Directive: Copy the entries from the line with "point: red flag" to the line with "column 160, row 178", renaming "snow covered ground" to "snowy ground" and keeping everything else the same. Omit the pictures from your answer.

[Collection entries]

• • • •

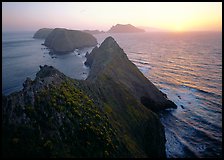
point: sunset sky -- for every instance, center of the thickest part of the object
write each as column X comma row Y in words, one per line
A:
column 169, row 16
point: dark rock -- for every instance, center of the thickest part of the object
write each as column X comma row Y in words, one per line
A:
column 109, row 60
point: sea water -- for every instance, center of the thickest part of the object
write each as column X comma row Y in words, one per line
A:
column 185, row 66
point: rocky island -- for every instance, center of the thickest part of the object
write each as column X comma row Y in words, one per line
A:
column 110, row 114
column 124, row 28
column 42, row 33
column 62, row 40
column 93, row 31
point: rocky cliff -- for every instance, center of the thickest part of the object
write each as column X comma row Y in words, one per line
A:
column 42, row 33
column 124, row 28
column 62, row 40
column 109, row 60
column 103, row 116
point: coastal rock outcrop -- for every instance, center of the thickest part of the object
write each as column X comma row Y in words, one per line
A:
column 102, row 116
column 62, row 40
column 124, row 28
column 109, row 60
column 42, row 33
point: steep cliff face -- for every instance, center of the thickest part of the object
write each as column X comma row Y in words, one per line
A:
column 51, row 117
column 42, row 33
column 56, row 116
column 63, row 40
column 124, row 28
column 109, row 60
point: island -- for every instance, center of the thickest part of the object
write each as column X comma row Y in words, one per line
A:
column 42, row 33
column 124, row 28
column 102, row 116
column 62, row 40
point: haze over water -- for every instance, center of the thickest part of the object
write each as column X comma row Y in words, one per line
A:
column 187, row 66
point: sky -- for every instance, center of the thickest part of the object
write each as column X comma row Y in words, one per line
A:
column 168, row 16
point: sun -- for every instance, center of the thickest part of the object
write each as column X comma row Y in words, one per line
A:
column 178, row 28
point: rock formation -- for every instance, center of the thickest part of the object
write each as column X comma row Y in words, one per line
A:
column 42, row 33
column 62, row 40
column 103, row 116
column 109, row 60
column 120, row 28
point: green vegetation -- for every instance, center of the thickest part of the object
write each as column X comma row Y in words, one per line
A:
column 63, row 122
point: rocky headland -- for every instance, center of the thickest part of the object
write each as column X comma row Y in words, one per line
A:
column 110, row 114
column 124, row 28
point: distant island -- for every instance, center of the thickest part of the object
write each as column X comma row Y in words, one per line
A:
column 110, row 114
column 124, row 28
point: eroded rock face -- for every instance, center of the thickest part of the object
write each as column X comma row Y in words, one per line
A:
column 62, row 40
column 110, row 60
column 42, row 33
column 56, row 116
column 51, row 117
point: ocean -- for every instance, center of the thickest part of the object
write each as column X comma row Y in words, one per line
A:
column 185, row 66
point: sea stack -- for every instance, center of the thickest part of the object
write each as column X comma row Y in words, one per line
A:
column 109, row 60
column 62, row 40
column 102, row 116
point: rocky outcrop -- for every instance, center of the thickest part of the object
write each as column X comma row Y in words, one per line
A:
column 103, row 116
column 51, row 117
column 62, row 40
column 126, row 28
column 109, row 60
column 42, row 33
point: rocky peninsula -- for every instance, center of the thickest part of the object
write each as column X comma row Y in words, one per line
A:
column 62, row 40
column 124, row 28
column 102, row 116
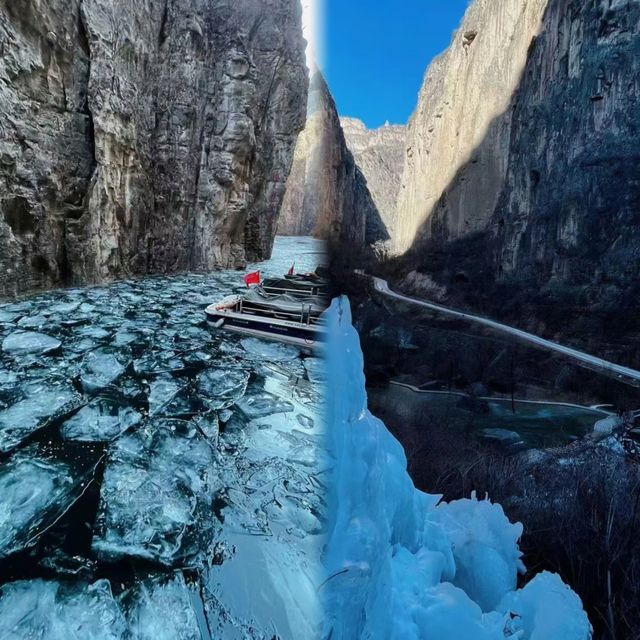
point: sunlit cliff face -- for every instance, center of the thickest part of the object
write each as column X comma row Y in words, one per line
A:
column 458, row 137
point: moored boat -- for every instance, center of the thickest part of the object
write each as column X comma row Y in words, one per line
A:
column 287, row 309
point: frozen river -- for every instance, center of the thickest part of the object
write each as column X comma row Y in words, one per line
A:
column 158, row 479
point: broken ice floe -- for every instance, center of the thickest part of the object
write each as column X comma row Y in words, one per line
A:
column 273, row 351
column 155, row 608
column 40, row 404
column 50, row 610
column 26, row 342
column 171, row 489
column 161, row 608
column 100, row 421
column 36, row 489
column 221, row 388
column 257, row 403
column 100, row 368
column 156, row 495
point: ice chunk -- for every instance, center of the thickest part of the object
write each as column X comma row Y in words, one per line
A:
column 156, row 496
column 49, row 610
column 209, row 425
column 505, row 436
column 24, row 342
column 35, row 490
column 166, row 397
column 160, row 608
column 485, row 549
column 100, row 421
column 33, row 412
column 257, row 403
column 220, row 388
column 316, row 371
column 8, row 315
column 64, row 308
column 263, row 350
column 400, row 564
column 100, row 368
column 545, row 609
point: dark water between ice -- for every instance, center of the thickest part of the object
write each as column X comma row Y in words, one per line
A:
column 519, row 425
column 158, row 479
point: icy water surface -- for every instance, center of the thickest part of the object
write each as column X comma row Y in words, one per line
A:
column 158, row 479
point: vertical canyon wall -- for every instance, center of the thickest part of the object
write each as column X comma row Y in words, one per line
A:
column 379, row 153
column 327, row 194
column 521, row 192
column 139, row 137
column 458, row 137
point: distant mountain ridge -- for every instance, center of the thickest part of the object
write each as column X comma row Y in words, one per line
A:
column 380, row 155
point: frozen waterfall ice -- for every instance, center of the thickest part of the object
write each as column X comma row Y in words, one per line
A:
column 401, row 564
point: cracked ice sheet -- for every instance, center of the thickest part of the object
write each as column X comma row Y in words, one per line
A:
column 267, row 585
column 40, row 404
column 35, row 490
column 156, row 496
column 156, row 608
column 49, row 610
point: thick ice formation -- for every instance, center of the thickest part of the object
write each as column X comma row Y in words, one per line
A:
column 400, row 565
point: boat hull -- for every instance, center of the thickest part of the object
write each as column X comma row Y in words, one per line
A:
column 304, row 336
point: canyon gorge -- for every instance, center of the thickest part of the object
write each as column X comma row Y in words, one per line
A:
column 143, row 137
column 327, row 193
column 519, row 195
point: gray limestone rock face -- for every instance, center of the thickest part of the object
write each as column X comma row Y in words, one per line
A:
column 521, row 192
column 379, row 153
column 143, row 137
column 327, row 194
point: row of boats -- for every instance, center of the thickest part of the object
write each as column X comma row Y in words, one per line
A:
column 286, row 309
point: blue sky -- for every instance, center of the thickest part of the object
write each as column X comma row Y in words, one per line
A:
column 376, row 53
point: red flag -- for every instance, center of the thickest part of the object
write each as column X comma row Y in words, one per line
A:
column 252, row 278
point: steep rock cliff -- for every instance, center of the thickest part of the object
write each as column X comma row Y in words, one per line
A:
column 379, row 153
column 143, row 137
column 458, row 137
column 530, row 210
column 327, row 194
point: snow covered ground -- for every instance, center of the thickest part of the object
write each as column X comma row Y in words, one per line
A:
column 401, row 564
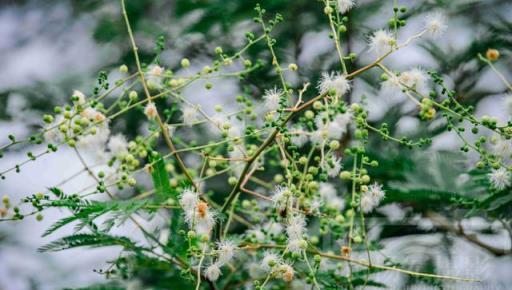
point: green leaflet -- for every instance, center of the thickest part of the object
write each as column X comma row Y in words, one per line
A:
column 163, row 192
column 87, row 240
column 160, row 178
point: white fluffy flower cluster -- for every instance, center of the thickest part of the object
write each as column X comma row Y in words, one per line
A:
column 282, row 197
column 382, row 42
column 371, row 198
column 225, row 252
column 333, row 82
column 435, row 24
column 154, row 76
column 332, row 166
column 345, row 5
column 414, row 79
column 327, row 129
column 272, row 98
column 500, row 178
column 197, row 213
column 272, row 263
column 295, row 231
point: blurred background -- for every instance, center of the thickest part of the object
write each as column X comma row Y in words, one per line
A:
column 50, row 48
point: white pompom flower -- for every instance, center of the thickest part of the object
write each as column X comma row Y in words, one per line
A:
column 282, row 197
column 435, row 24
column 272, row 98
column 150, row 111
column 80, row 97
column 382, row 42
column 189, row 199
column 499, row 178
column 270, row 260
column 345, row 5
column 334, row 82
column 213, row 272
column 226, row 251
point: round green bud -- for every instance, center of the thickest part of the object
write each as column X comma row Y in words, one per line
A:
column 335, row 144
column 293, row 67
column 246, row 204
column 185, row 63
column 232, row 180
column 123, row 69
column 131, row 181
column 278, row 178
column 346, row 175
column 357, row 239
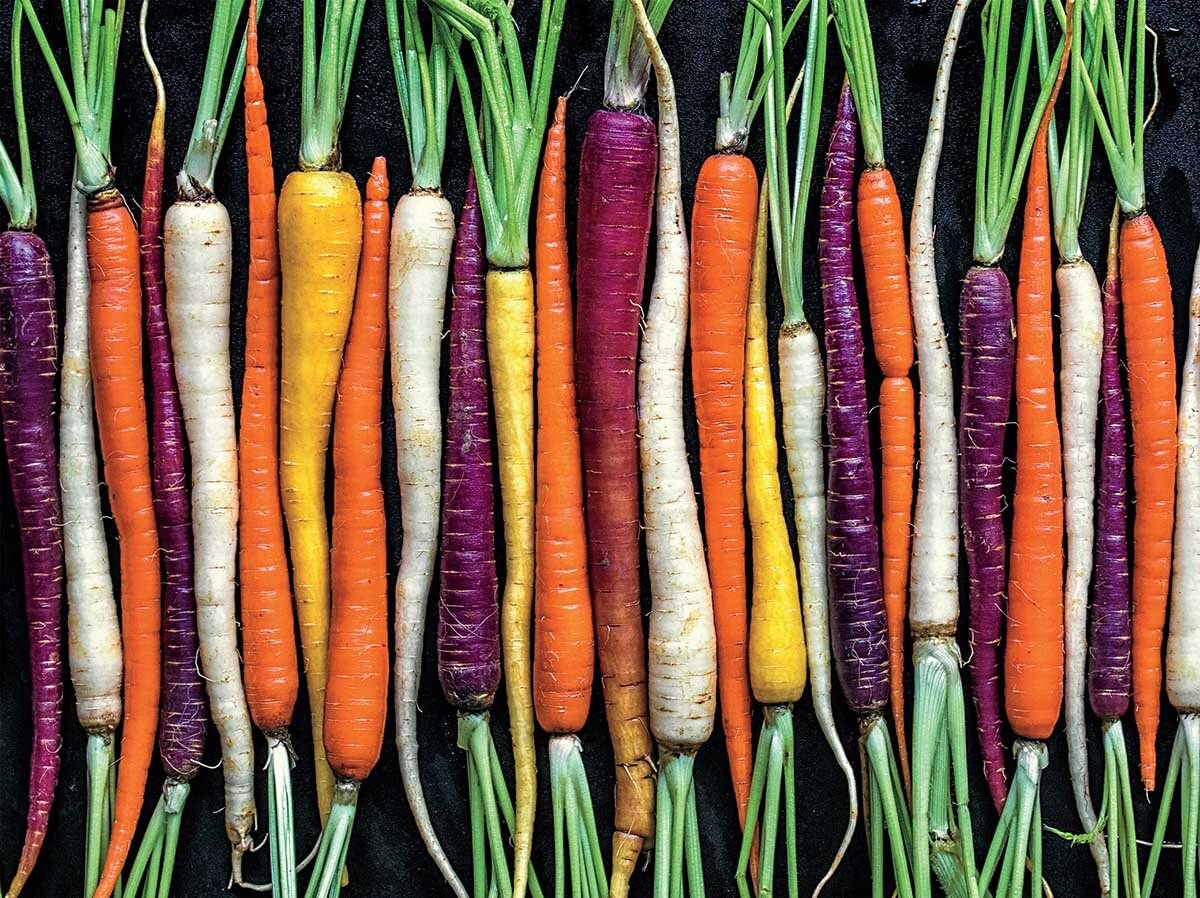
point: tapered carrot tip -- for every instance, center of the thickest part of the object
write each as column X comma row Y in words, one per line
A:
column 377, row 184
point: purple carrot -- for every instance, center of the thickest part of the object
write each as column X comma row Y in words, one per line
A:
column 858, row 618
column 183, row 714
column 468, row 616
column 618, row 165
column 985, row 334
column 1111, row 638
column 28, row 408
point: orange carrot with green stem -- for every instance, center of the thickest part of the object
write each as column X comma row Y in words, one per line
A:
column 885, row 262
column 1149, row 321
column 115, row 349
column 564, row 645
column 357, row 695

• • • •

Expected answer:
point: red flag -- for every instance, center of the thickest part of the object
write each as column X comma row Y in words, one per line
A:
column 252, row 278
point: steep rock cliff -- for every instance, center of the thickest part of the object
write each as column X comma row Y in words, one per line
A:
column 379, row 153
column 143, row 137
column 458, row 137
column 530, row 210
column 327, row 194
point: snowy ground -- for every instance, center of the thickest part of the object
write each as column X comma row Y in words, one per line
A:
column 401, row 564
point: green leaflet -- for every instance, center of the thickest part of the object
write each as column X comma row Y in words, one per line
A:
column 163, row 192
column 87, row 240
column 160, row 178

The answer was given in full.